■ SOURCE DOCUMENT:
>> START

Imran Khan appears to be banking on the establishment to help him and Pakistan out of its economic crisis


In October last year, Pakistan Prime Minister Imran Khan in a public address stated that Pakistanis should stop worrying, “Ghabrain nahinhausla rakhain(do not worry, have fortitude).” But after five months of waiting for the government to deliver on its numerous promises, perhaps it is now time to really start worrying.

A different mandate

In each of the three recent elections in Pakistan, in 2008, 2013 and last year in July, a different political party won and formed the government. The Pakistan Peoples Party in 2008, following Benazir Bhutto’s assassination, had two Prime Ministers in its five-year tenure; but with Asif Zardari as President of Pakistan, this five-year tenure is better known as Mr. Zardari’s government. Similarly, after 2013, the Pakistan Muslim League’s Nawaz Sharif made a remarkable reappearance in Pakistan’s political scene and became Prime Minister for the third time, only to be debarred and removed from office, and subsequently imprisoned, and was replaced by one of his party members as Prime Minister. The 2013 government, even with Mr. Sharif behind bars, was known as his government. The third transition, or ‘experiment’ as it has been called since last year well before the elections took place, was for Pakistan’s military and judiciary, the so-called ‘establishment’, to work together and ensure an electoral victory for the third political party in as many elections, with Imran Khan winning.

>> END

[Image object location entries]
>> START

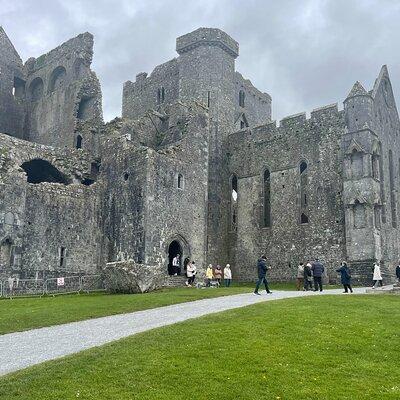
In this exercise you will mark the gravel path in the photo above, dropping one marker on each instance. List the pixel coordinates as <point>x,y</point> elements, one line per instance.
<point>23,349</point>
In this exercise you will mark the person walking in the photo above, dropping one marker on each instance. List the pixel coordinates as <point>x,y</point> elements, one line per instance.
<point>345,277</point>
<point>318,270</point>
<point>218,274</point>
<point>227,275</point>
<point>300,277</point>
<point>176,265</point>
<point>377,276</point>
<point>209,275</point>
<point>191,273</point>
<point>398,272</point>
<point>308,277</point>
<point>262,271</point>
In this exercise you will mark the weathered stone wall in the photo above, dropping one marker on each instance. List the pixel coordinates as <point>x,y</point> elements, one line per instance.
<point>124,168</point>
<point>257,105</point>
<point>151,92</point>
<point>12,88</point>
<point>371,177</point>
<point>175,213</point>
<point>60,90</point>
<point>37,219</point>
<point>281,150</point>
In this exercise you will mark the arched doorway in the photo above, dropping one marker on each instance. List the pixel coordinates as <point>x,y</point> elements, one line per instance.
<point>173,249</point>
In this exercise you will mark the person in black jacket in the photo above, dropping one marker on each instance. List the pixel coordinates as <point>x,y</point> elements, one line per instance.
<point>398,272</point>
<point>318,270</point>
<point>345,277</point>
<point>262,271</point>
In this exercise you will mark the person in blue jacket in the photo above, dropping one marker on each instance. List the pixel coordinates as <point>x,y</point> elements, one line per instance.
<point>262,271</point>
<point>345,277</point>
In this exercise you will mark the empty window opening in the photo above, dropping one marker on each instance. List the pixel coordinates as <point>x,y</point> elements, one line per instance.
<point>174,250</point>
<point>39,171</point>
<point>62,251</point>
<point>234,198</point>
<point>375,166</point>
<point>88,181</point>
<point>79,142</point>
<point>180,181</point>
<point>234,185</point>
<point>18,90</point>
<point>356,159</point>
<point>392,191</point>
<point>36,89</point>
<point>303,167</point>
<point>267,198</point>
<point>241,98</point>
<point>95,168</point>
<point>377,216</point>
<point>303,218</point>
<point>5,253</point>
<point>359,215</point>
<point>160,95</point>
<point>57,79</point>
<point>85,108</point>
<point>79,68</point>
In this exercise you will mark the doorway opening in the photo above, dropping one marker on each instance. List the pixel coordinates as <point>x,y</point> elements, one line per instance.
<point>174,249</point>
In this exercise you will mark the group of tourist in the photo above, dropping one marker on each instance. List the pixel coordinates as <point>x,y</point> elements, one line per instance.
<point>309,275</point>
<point>216,275</point>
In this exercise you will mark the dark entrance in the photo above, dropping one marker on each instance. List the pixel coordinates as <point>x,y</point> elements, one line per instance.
<point>174,249</point>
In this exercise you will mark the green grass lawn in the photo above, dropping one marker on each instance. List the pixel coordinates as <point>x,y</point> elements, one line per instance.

>> END

■ INSTRUCTION A: Do the following statements agree with the article on Imran Khan? (i) The Pakistan Peoples Party had two Prime Ministers during its five-year tenure. (ii) After 2013, Nawaz Sharif became Prime Minister for the second time. (iii) Imran Khan's public address was given in October last year.
■ INSTRUCTION B: Quote the article on Imran Khan from "Imran Khan appears" to "really start worrying.".

■ RESPONSE A:
(i) Yes: "had two Prime Ministers in its five-year tenure"
(ii) No: "became Prime Minister for the third time"
(iii) Yes: "In October last year, Pakistan Prime Minister Imran Khan in a public address"

■ RESPONSE B:
Imran Khan appears to be banking on the establishment to help him and Pakistan out of its economic crisis


In October last year, Pakistan Prime Minister Imran Khan in a public address stated that Pakistanis should stop worrying, “Ghabrain nahinhausla rakhain(do not worry, have fortitude).” But after five months of waiting for the government to deliver on its numerous promises, perhaps it is now time to really start worrying.